### PROMPT
Render the records as a Markdown table with the columns Row and Line, starting from the first line and running through the line that contains "[[57, 139], [112, 124]]". Leave out blank lines and pictures.

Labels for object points
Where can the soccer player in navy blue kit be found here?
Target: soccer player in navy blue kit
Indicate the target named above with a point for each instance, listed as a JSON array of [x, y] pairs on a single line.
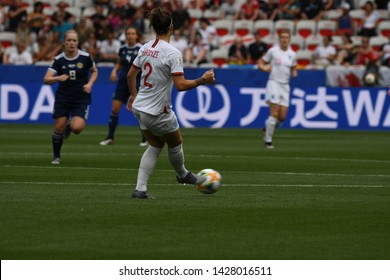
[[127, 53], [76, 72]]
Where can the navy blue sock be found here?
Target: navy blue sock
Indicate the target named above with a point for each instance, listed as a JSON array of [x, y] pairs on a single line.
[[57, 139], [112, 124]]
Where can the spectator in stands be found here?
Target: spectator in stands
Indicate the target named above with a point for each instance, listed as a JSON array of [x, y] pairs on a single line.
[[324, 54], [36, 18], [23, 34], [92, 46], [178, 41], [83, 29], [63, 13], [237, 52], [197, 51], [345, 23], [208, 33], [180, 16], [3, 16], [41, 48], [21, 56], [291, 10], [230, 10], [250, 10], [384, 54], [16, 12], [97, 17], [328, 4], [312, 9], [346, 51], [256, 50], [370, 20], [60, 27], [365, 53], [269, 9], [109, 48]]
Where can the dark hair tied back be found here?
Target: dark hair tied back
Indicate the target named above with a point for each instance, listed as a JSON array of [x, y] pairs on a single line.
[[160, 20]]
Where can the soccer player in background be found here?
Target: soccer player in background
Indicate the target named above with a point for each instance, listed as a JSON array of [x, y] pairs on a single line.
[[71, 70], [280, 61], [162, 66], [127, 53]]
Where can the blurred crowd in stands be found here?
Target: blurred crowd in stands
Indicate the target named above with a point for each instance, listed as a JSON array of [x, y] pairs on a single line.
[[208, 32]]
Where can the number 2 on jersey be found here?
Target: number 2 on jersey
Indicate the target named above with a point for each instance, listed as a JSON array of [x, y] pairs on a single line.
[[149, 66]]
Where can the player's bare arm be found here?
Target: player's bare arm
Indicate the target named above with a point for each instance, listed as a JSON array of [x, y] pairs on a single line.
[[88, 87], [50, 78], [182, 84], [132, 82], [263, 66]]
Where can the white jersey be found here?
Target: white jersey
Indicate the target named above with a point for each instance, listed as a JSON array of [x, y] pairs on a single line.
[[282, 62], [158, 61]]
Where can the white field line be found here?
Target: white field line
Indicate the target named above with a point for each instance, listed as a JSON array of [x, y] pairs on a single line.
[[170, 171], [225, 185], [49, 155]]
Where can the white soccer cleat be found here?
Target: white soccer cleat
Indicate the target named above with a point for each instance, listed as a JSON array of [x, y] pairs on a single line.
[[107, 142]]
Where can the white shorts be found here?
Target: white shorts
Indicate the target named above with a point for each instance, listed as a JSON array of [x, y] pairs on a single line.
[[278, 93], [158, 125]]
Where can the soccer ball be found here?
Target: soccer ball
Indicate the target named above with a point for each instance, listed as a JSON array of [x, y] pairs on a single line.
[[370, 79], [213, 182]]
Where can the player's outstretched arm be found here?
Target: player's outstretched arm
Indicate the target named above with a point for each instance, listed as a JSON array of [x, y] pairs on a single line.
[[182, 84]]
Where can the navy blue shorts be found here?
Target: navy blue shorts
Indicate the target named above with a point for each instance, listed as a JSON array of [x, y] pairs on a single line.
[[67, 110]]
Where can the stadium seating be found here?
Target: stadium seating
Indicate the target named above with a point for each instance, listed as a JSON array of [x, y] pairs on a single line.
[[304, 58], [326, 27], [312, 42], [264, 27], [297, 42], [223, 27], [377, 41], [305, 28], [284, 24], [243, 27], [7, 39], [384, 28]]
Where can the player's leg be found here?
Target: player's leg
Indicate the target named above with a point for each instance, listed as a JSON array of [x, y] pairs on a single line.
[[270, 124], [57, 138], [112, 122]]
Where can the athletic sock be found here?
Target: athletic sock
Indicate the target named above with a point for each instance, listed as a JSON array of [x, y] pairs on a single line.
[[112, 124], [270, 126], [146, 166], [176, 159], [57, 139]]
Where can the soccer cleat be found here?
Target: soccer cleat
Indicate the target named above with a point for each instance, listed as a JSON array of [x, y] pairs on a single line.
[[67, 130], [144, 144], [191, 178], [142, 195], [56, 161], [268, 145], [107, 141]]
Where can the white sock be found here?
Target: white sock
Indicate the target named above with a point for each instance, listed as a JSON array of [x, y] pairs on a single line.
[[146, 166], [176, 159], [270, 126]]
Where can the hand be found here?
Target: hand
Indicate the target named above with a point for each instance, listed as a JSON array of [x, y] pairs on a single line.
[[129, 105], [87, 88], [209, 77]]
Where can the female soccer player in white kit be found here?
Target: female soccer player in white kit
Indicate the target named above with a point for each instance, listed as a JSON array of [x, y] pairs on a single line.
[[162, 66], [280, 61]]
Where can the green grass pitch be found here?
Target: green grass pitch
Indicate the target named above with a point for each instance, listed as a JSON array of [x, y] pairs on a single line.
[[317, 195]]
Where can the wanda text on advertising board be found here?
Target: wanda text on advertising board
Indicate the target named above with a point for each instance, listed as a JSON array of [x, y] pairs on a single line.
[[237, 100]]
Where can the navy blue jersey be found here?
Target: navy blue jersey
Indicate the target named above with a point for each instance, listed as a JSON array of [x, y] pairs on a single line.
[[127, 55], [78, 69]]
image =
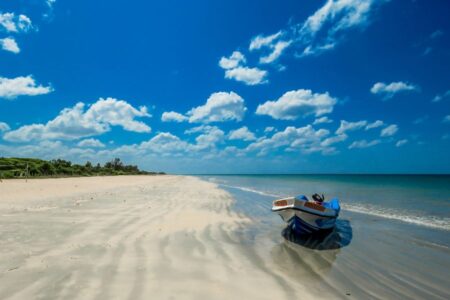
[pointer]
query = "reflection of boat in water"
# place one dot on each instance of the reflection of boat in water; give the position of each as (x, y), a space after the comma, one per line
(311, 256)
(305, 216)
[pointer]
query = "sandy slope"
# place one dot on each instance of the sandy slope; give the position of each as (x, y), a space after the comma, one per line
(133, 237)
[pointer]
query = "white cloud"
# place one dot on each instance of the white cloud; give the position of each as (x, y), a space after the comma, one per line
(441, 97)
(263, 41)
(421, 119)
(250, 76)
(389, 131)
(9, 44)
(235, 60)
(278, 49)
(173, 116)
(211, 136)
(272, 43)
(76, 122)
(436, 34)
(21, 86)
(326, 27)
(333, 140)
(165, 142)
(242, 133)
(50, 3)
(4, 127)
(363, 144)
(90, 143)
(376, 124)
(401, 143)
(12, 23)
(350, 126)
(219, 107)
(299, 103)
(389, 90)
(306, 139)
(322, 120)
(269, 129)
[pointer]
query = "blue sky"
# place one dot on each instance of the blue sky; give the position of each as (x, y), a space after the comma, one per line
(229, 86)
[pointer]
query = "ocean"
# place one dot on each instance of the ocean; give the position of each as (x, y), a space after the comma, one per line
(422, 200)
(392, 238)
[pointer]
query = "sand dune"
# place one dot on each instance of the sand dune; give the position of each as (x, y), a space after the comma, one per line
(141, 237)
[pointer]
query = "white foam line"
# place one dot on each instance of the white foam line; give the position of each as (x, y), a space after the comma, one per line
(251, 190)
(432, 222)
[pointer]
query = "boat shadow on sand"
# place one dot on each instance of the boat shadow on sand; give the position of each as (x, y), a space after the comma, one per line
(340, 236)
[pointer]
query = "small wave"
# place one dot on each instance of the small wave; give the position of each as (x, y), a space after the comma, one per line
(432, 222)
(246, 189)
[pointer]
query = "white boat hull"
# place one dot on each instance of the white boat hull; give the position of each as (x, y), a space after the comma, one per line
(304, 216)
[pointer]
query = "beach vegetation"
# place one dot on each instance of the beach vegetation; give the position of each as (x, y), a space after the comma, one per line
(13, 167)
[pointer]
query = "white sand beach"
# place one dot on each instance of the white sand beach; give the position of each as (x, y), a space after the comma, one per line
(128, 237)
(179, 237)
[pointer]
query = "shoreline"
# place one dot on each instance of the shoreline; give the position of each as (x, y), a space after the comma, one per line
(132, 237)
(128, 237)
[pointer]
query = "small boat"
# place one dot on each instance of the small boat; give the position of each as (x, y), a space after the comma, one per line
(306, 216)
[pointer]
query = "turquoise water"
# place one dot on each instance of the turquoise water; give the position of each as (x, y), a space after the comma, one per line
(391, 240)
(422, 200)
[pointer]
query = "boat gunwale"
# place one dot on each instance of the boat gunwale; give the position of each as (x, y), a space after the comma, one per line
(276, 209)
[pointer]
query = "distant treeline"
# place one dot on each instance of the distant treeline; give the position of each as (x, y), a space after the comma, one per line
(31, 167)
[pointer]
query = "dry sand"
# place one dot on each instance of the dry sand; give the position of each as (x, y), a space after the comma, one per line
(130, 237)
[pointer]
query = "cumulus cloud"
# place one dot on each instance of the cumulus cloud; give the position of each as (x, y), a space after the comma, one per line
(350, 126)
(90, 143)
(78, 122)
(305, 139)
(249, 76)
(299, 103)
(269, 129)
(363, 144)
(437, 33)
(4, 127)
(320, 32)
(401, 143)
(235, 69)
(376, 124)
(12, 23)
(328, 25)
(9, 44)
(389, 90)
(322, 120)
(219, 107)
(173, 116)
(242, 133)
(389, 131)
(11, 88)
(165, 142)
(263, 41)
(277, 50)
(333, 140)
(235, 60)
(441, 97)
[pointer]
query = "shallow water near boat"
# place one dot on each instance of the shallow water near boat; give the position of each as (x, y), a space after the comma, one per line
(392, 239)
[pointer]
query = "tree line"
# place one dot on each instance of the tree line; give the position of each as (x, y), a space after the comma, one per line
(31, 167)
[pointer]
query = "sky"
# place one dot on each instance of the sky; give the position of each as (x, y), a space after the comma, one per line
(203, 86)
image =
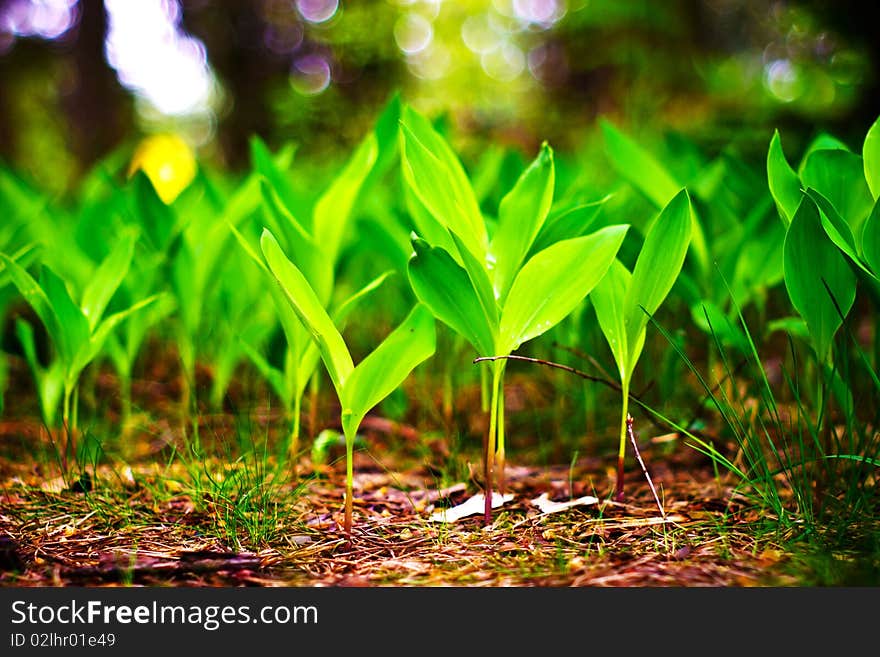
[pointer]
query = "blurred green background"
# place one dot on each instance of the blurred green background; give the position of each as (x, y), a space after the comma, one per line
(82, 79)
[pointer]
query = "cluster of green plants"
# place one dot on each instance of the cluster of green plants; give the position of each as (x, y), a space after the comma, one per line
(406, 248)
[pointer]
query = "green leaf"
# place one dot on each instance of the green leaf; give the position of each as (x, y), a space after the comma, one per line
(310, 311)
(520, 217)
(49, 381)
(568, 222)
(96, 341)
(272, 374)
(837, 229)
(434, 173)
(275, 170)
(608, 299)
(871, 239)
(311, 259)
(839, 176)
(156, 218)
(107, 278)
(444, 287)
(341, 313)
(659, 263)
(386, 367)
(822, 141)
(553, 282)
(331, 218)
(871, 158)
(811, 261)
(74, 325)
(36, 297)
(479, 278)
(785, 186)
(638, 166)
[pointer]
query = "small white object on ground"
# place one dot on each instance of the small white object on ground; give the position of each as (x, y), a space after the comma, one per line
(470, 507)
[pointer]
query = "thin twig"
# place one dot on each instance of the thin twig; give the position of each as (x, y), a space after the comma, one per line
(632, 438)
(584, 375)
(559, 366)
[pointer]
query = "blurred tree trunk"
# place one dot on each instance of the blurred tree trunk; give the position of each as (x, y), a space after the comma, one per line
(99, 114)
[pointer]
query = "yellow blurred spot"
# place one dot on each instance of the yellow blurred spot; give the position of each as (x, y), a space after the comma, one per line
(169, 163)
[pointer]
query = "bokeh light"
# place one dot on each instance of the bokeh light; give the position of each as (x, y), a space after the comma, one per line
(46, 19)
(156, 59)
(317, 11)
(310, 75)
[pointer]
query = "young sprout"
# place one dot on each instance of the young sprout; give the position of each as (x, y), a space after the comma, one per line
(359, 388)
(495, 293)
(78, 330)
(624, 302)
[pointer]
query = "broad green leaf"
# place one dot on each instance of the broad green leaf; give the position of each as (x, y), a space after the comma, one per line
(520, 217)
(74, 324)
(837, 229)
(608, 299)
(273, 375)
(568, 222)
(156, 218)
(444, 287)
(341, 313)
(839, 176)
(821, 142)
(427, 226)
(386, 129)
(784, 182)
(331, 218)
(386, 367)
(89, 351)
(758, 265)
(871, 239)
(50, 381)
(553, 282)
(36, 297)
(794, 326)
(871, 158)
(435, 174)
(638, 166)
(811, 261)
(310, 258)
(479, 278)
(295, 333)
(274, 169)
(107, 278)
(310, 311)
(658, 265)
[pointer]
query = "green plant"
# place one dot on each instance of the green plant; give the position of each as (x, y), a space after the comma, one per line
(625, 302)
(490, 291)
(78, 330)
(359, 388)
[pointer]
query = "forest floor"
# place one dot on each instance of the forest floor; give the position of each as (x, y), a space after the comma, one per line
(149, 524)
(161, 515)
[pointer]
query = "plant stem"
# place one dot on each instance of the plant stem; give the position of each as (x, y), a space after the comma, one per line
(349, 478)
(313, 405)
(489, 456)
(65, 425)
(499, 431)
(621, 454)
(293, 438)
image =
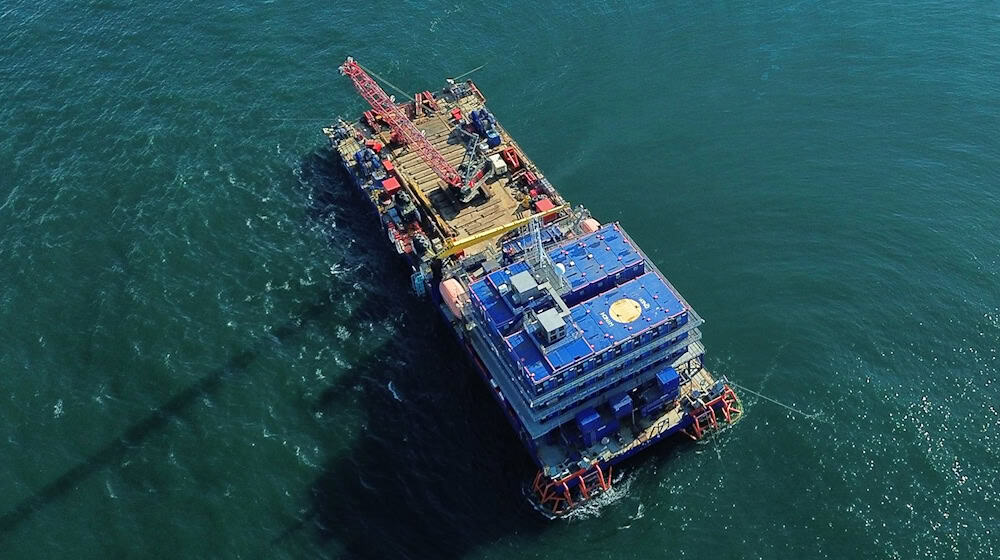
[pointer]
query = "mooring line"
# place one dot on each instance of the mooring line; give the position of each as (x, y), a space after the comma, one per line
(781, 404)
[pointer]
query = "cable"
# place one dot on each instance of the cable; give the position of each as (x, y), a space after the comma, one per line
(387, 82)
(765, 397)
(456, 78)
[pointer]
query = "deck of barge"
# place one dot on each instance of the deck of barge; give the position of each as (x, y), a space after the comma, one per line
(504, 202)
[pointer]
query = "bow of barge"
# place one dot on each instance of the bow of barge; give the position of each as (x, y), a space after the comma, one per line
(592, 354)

### REPLY TO THE EXERCISE
| Row | Line |
|---|---|
| 1 | Where can the soccer player in navy blue kit be found here? |
| 2 | Target: soccer player in navy blue kit |
| 3 | Indicate the target named above with a point for each instance, listed as a JSON array of [x, y] pairs on a single line. |
| 4 | [[127, 53], [76, 72]] |
| 5 | Where can the navy blue sock be found here? |
| 6 | Target: navy blue sock |
| 7 | Indicate the target named above with a point for each instance, listed as a JSON array of [x, y] pairs on a single line. |
| 8 | [[57, 139], [112, 124]] |